Ongoing economic problems make the euro area vulnerable to prolonged slow growth

Since the onset of the global financial crisis, real output in the euro area has failed to keep up with the population. As a result, output per person has stalled, and euro area output is now only $40,000 a person, about $16,000 below the U.S. level, after adjustment for price differences. This is the largest gap since 1991, when the Economic and Monetary Union began (see Chart 1).­

Chart 1. Falling behind

The euro area is not the only place the crisis has left scars. In advanced economies in general, the growth rate of potential output—the maximum amount of goods and services an economy can turn out at full capacity—is expected to increase only slightly and remain below the precrisis level over the next five years (IMF, 2015).­

These subdued medium-term prospects are particularly worrisome for the euro area, given the high level of unemployment and public and private debt in some member countries. Moreover, after several years of anemic growth, there is limited room for policy maneuvering. High unemployment and debt and constrained policymaking leave the euro area vulnerable to shocks that could lead to a prolonged period of low economic growth—often dubbed “stagnation.”

→ **Recorded data**
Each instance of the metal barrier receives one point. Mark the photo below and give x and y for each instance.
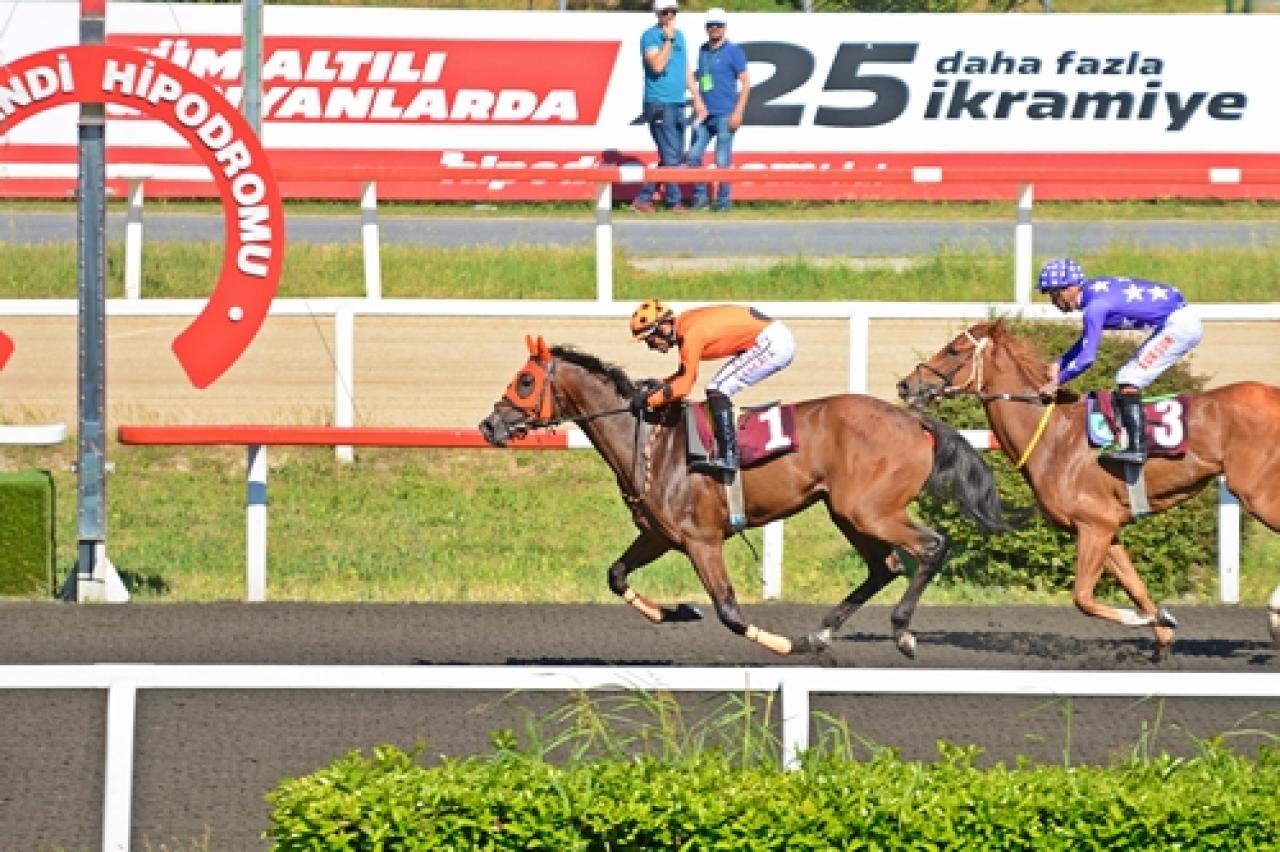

→ **What to work on**
**1)** Answer from the euro area text:
(a) What is euro area output per person, after adjustment for price differences?
(b) In what year did the Economic and Monetary Union begin?
(c) What term is often used for a prolonged period of low economic growth?
**2)** List the conditions that the last sentence of the euro area text says leave the euro area vulnerable to shocks.
The data has nothing to do with the euro area text.

→ **Results by task**
**1)**
(a) $40,000
(b) 1991
(c) Stagnation

**2)** High unemployment, debt, constrained policymaking